Description of the task>
Update the listing below by replacing "crown molding" with "cornice" wherever it appears, and leave everything else unchanged.

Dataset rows
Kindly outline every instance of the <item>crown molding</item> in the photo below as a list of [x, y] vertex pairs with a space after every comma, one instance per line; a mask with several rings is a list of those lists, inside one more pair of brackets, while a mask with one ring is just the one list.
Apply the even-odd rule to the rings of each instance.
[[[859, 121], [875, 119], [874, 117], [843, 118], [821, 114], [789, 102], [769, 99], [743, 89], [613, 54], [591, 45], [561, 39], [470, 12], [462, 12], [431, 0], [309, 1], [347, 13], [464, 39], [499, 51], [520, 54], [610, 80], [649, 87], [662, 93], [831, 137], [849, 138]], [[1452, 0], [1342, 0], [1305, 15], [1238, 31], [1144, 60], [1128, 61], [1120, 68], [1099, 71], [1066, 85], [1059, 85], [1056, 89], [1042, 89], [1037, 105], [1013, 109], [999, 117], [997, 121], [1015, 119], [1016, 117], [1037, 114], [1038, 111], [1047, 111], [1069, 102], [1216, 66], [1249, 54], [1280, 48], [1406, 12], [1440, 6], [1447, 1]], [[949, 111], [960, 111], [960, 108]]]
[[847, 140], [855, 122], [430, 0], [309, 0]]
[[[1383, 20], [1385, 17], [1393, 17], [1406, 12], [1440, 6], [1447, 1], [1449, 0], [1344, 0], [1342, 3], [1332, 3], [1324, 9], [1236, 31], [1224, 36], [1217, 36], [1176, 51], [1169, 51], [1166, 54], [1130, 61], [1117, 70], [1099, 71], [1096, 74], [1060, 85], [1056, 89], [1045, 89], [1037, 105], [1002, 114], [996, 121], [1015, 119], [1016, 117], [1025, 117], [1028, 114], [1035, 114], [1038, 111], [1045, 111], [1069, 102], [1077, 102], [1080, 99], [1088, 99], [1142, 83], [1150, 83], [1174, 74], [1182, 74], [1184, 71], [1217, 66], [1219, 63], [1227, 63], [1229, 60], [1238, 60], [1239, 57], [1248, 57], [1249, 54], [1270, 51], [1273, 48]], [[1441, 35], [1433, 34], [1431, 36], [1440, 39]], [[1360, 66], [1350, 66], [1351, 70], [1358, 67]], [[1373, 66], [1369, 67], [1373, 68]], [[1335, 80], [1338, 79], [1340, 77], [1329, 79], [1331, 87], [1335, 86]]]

Result>
Kindly outline every instance of the <item>cornice</item> in the photo below as a list of [x, y] vertex pairs with a space after every comma, one instance per line; a mask with several rings is a list of those lists, inside one more pair of brackets, while a mask with one ring is just the one list.
Apply the even-odd rule to the rings of each instance.
[[[859, 121], [875, 119], [874, 117], [843, 118], [821, 114], [789, 102], [769, 99], [743, 89], [613, 54], [591, 45], [561, 39], [470, 12], [462, 12], [431, 0], [309, 1], [347, 13], [464, 39], [499, 51], [520, 54], [610, 80], [649, 87], [662, 93], [831, 137], [849, 138]], [[1452, 0], [1342, 0], [1305, 15], [1238, 31], [1144, 60], [1128, 61], [1120, 68], [1099, 71], [1066, 85], [1059, 85], [1056, 89], [1042, 89], [1037, 105], [1013, 109], [999, 117], [997, 121], [1015, 119], [1016, 117], [1037, 114], [1038, 111], [1047, 111], [1069, 102], [1216, 66], [1249, 54], [1280, 48], [1406, 12], [1440, 6], [1447, 1]], [[949, 111], [960, 111], [960, 108]]]
[[847, 140], [855, 122], [430, 0], [309, 0]]
[[[1383, 20], [1385, 17], [1393, 17], [1406, 12], [1440, 6], [1447, 1], [1449, 0], [1344, 0], [1342, 3], [1332, 3], [1324, 9], [1236, 31], [1224, 36], [1217, 36], [1176, 51], [1169, 51], [1166, 54], [1130, 61], [1117, 70], [1099, 71], [1096, 74], [1060, 85], [1056, 89], [1045, 89], [1037, 105], [1002, 114], [996, 121], [1015, 119], [1016, 117], [1025, 117], [1028, 114], [1035, 114], [1038, 111], [1045, 111], [1069, 102], [1077, 102], [1080, 99], [1088, 99], [1142, 83], [1150, 83], [1174, 74], [1182, 74], [1184, 71], [1217, 66], [1219, 63], [1227, 63], [1229, 60], [1238, 60], [1239, 57], [1248, 57], [1249, 54], [1270, 51], [1273, 48]], [[1441, 35], [1433, 34], [1431, 36], [1440, 39]], [[1360, 66], [1350, 66], [1351, 70], [1358, 67]], [[1373, 66], [1369, 67], [1373, 68]], [[1335, 80], [1338, 79], [1340, 77], [1329, 79], [1331, 87], [1335, 86]]]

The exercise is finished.